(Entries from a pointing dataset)
··········
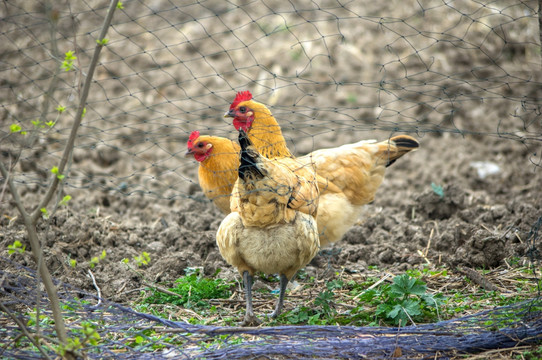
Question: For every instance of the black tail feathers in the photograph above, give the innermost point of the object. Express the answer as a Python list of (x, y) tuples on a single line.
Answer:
[(405, 142), (249, 158)]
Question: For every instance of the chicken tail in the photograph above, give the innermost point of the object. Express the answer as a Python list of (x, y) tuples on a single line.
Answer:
[(250, 159), (399, 146)]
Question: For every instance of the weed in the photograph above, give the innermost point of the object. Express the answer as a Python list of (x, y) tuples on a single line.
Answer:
[(192, 291)]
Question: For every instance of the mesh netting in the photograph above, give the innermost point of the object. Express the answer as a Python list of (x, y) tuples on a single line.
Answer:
[(120, 327)]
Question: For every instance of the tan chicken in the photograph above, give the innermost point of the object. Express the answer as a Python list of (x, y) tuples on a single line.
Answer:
[(349, 175), (218, 159), (272, 226)]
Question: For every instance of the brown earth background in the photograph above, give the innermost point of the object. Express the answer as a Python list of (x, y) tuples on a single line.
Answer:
[(463, 78)]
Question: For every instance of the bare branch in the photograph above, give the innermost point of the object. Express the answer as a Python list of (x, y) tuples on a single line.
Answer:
[(79, 114)]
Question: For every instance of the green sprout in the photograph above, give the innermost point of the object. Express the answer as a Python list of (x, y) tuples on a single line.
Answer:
[(44, 213), (67, 64), (65, 200), (54, 170), (16, 247)]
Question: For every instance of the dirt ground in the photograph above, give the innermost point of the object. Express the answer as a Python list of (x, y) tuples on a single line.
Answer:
[(133, 191)]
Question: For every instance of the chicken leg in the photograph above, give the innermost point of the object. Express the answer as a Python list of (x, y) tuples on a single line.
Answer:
[(283, 283), (250, 318)]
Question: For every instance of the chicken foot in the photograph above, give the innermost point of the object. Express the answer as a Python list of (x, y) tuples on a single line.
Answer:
[(283, 283), (250, 319)]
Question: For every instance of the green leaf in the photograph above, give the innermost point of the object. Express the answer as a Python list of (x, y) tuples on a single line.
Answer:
[(404, 285), (15, 128)]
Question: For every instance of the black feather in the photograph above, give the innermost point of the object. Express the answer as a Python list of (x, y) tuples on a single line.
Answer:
[(249, 159)]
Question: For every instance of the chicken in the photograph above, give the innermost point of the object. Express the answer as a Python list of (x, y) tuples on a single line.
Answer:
[(218, 163), (272, 226), (351, 173)]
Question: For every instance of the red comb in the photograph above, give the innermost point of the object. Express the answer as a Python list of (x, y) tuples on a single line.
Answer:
[(241, 96), (193, 136)]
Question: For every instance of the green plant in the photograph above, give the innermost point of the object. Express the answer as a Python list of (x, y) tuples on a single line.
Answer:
[(143, 259), (405, 300), (96, 259), (69, 57), (17, 246), (191, 291), (437, 189)]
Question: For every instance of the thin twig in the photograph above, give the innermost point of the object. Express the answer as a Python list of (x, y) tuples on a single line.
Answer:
[(79, 114), (96, 287)]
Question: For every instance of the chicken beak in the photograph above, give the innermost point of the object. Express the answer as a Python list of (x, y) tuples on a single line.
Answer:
[(230, 113)]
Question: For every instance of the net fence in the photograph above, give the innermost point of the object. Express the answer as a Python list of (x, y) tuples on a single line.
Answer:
[(127, 334), (330, 71), (323, 68)]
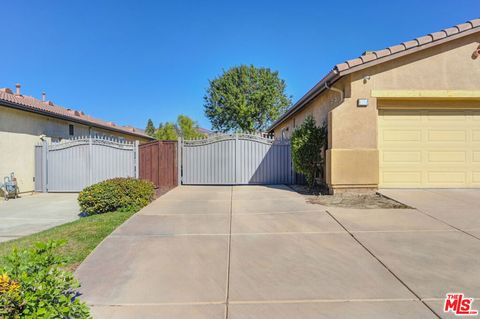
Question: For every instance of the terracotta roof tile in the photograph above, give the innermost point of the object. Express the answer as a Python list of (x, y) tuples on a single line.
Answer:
[(451, 31), (464, 26), (354, 62), (368, 57), (382, 53), (341, 67), (432, 37), (424, 39), (396, 48), (34, 104), (475, 22), (410, 44), (385, 53), (438, 35)]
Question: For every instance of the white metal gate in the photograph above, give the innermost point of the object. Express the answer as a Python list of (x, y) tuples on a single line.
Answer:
[(236, 159), (71, 165)]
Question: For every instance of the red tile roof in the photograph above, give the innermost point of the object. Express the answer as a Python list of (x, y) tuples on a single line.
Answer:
[(371, 58), (405, 46), (48, 108)]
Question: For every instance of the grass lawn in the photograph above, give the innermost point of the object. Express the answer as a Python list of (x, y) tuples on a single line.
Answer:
[(82, 236)]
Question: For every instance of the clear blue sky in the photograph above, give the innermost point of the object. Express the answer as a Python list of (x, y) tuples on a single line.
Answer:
[(126, 61)]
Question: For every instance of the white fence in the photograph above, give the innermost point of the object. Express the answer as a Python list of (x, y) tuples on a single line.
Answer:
[(236, 159), (71, 165)]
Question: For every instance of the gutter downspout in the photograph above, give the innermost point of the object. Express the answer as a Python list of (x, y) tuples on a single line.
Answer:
[(334, 89)]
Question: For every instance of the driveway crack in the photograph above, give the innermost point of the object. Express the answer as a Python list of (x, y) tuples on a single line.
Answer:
[(229, 250), (384, 265)]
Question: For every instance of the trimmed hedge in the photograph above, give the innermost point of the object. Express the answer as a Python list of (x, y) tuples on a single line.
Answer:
[(33, 286), (116, 194)]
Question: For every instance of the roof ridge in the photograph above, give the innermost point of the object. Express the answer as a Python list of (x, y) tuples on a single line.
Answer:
[(58, 110), (410, 44)]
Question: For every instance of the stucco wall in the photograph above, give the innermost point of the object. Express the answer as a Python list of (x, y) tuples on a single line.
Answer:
[(352, 158), (20, 131)]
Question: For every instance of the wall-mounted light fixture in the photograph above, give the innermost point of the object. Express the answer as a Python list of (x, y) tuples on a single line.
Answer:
[(362, 102)]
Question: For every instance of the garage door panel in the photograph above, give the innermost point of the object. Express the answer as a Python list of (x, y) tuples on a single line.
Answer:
[(446, 178), (429, 148), (442, 135), (447, 156), (402, 135), (402, 156), (402, 177)]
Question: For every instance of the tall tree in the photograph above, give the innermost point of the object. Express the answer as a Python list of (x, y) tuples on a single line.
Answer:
[(150, 129), (308, 144), (245, 99), (188, 128), (167, 132)]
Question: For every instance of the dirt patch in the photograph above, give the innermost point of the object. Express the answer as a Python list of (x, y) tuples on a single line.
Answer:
[(348, 200)]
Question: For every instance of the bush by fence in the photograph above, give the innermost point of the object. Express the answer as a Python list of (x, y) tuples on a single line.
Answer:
[(33, 286), (116, 194)]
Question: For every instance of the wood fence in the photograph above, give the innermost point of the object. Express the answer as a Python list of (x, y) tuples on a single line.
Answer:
[(71, 165), (158, 164)]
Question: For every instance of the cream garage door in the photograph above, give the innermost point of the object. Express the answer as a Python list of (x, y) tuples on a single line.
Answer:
[(429, 148)]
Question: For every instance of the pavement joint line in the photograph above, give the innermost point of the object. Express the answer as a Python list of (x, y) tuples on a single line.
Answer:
[(301, 301), (232, 234), (281, 212), (39, 219), (385, 266), (186, 303), (405, 231), (448, 224), (249, 302), (441, 220), (229, 253), (178, 214)]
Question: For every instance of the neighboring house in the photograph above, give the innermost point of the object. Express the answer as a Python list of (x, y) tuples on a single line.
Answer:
[(406, 116), (204, 131), (26, 121)]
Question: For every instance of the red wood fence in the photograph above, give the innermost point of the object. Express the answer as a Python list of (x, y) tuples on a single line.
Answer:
[(158, 163)]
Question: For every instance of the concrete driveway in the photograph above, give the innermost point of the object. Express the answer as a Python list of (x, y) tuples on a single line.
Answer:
[(263, 252), (34, 213)]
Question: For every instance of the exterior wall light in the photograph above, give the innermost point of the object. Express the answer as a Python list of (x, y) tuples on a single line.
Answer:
[(362, 102)]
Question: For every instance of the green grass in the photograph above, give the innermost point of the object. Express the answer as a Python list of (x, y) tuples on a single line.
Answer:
[(81, 236)]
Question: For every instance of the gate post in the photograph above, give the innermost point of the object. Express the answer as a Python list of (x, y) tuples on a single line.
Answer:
[(90, 160), (136, 158), (237, 154), (179, 160), (44, 166)]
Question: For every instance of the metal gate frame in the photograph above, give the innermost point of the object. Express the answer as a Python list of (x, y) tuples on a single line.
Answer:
[(71, 165), (235, 159)]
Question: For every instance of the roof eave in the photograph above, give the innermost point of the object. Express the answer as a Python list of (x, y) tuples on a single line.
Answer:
[(68, 118), (333, 76), (320, 87)]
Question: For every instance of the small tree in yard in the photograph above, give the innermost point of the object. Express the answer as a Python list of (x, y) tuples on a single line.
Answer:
[(150, 129), (167, 132), (308, 141), (245, 99)]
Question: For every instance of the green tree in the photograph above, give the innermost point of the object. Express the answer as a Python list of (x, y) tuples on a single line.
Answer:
[(245, 99), (308, 143), (188, 128), (167, 132), (150, 129)]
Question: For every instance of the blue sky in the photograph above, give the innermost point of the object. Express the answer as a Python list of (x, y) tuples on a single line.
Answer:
[(127, 61)]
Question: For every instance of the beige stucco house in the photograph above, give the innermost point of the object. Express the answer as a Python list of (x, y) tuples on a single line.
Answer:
[(407, 116), (26, 121)]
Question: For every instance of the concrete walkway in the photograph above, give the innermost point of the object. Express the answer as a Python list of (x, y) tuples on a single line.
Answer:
[(34, 213), (263, 252)]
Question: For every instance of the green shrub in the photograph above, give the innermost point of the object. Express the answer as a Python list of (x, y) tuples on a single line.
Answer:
[(116, 194), (308, 142), (33, 286)]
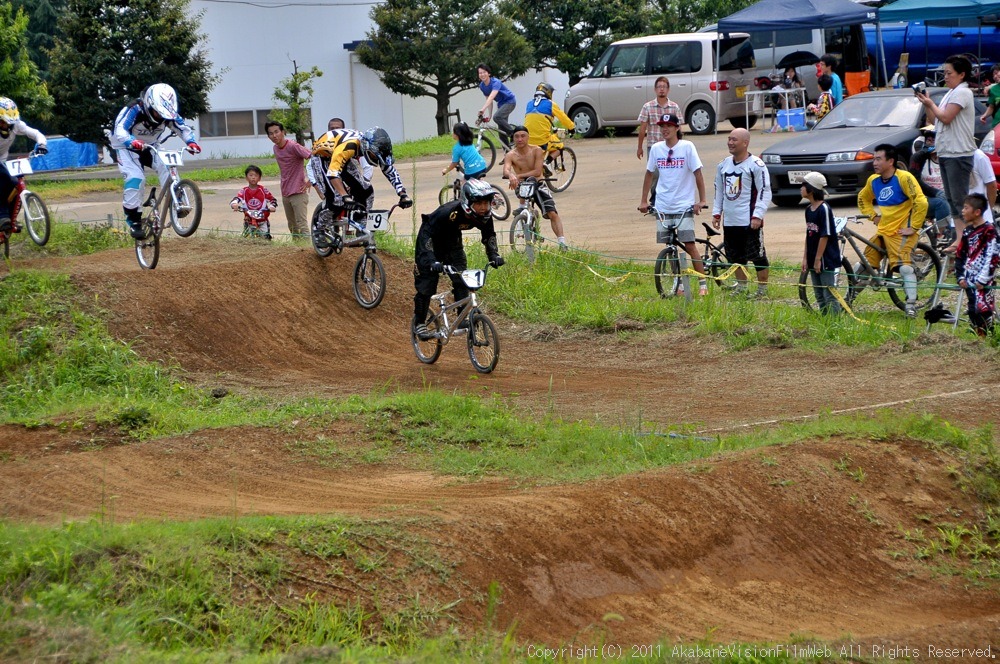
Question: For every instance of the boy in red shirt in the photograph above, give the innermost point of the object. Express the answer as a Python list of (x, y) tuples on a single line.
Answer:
[(257, 204)]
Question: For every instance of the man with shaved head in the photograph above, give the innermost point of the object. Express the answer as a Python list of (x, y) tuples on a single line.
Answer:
[(742, 195)]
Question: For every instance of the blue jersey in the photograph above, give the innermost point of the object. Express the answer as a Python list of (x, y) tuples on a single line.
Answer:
[(504, 95), (468, 156)]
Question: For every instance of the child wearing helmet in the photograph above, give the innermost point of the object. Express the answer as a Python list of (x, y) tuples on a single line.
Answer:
[(539, 115), (141, 121), (10, 188), (336, 169), (439, 240)]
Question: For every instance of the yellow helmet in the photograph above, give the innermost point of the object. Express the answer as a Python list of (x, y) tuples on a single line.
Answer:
[(8, 111)]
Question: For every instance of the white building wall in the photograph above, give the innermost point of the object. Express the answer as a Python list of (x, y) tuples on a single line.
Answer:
[(251, 49)]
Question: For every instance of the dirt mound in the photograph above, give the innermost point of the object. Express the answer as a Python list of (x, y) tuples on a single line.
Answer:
[(757, 546)]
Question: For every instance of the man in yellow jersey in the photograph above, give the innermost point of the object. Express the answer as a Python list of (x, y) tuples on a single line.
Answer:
[(902, 207)]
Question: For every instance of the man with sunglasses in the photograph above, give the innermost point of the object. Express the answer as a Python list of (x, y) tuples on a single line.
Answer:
[(680, 189)]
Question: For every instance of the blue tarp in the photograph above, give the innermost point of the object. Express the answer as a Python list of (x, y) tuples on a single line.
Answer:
[(787, 14), (64, 153), (929, 10)]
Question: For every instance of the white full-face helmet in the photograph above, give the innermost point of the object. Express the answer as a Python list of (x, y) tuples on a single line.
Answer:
··········
Retype the records character for character, starting at the line containing "Question: For every instance of the red tile" and ending at the line containing "[(334, 89)]", with both of those lines included.

Question: For every instance of the red tile roof in the photograph above, give the innermost point of the object. Express the answer as a Python list of (x, y) tuples on a single line.
Answer:
[(371, 58), (405, 46), (48, 108)]
Question: For every instance of the grass lawn in the photograph above, give the innermost point of the object. Express the answer as a Python list of (x, y) tuples on a single line.
Answer:
[(82, 236)]
Question: For every instance of the clear blue sky in the photograph above, give the innermost point of the object. Express the answer as a Python list of (x, y) tuples on a single line.
Answer:
[(126, 61)]
Question: For every instance of the white fence in the photograph above, give the innermost point of the object. Express the answer as a Python list of (x, y) tuples on a single line.
Answer:
[(236, 159), (71, 165)]
Question: For every instance of the gutter downspout in the photograph above, give the innermost point of the object. Express the answer as a Python list of (x, y) tuples on a single line.
Answer:
[(334, 89)]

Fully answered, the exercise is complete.